Problems with dual writes:

Race conditions: Two concurrent updates may arrive at different systems in different orders, causing permanent inconsistency.

Dual Write Race Condition

Client 1: Set X=A

↓

Database: X=A

Search: X=A (late)

Client 2: Set X=B

↓

Database: X=B (wins)

Search: X=A (wins)

Result: Database has X=B, search index has X=A. Permanently inconsistent.

Partial failures: One write succeeds, another fails. Systems diverge.
No single leader: Database has a leader, search index has a leader, but neither follows the other.

💡 Insight

The root problem with dual writes is that there's no single source of truth determining the order of writes. Without a single leader (like the database), concurrent writes create conflicts that can't be resolved consistently across systems.

3.2. Change Data Capture

In plain English: Instead of your application manually telling every system about changes, let the database broadcast its changes like a radio station. Other systems tune in and stay updated automatically.

In technical terms: Change Data Capture (CDC) is the process of observing all data changes written to a database and extracting them in a form that can be replicated to other systems. CDC makes changes available as a stream, immediately as they're written.

→ Complete the following:
[1] In one sentence, rewrite the paragraph in the article on dual writes that begins "The root problem with dual writes," keeping its main facts.
[2] Pick up the article on dual writes after its last sentence and keep writing.
The listing after this isn't needed for anything here.

→ Data segment:
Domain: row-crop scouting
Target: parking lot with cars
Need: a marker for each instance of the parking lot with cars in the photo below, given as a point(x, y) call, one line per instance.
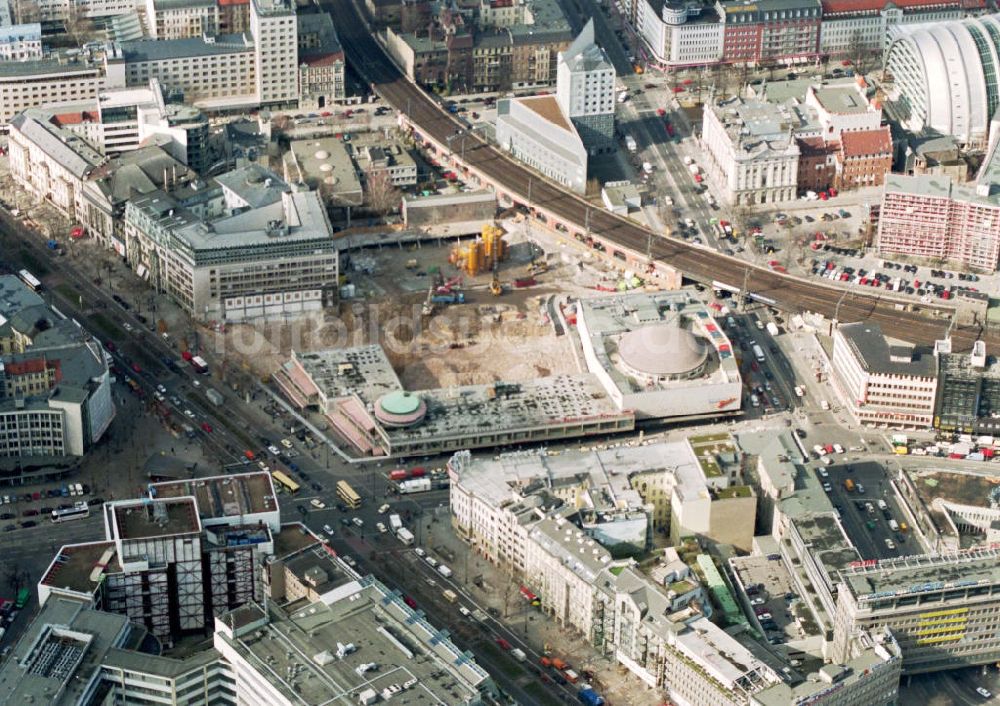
point(869, 510)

→ Results for each task:
[1] Dual writes have no single source of truth to set the order of writes, so without a single leader like the database, concurrent writes cause conflicts that can't be settled the same way across systems.

[2]
Change Data Capture Flow

Client 1: Set X=A

Client 2: Set X=B

↓

PostgreSQL (decides order: A then B)

Replication log↓

CDC Stream: [X=A, X=B]

Same order guaranteed↓

Search: X=B

Cache: X=B

Warehouse: X=B

How it works:

Database is the leader (system of record)
CDC captures changes from replication log
Log-based message broker transports changes
Derived systems consume changes in same order
All systems eventually have same data

Implementation:

Debezium: Open source CDC for MySQL, PostgreSQL, Oracle, SQL Server, MongoDB, Cassandra. Reads replication logs, outputs standardized events.

Other tools:

Maxwell (MySQL binlog)
GoldenGate (Oracle)
pgcapture (PostgreSQL)
Kafka Connect (various databases)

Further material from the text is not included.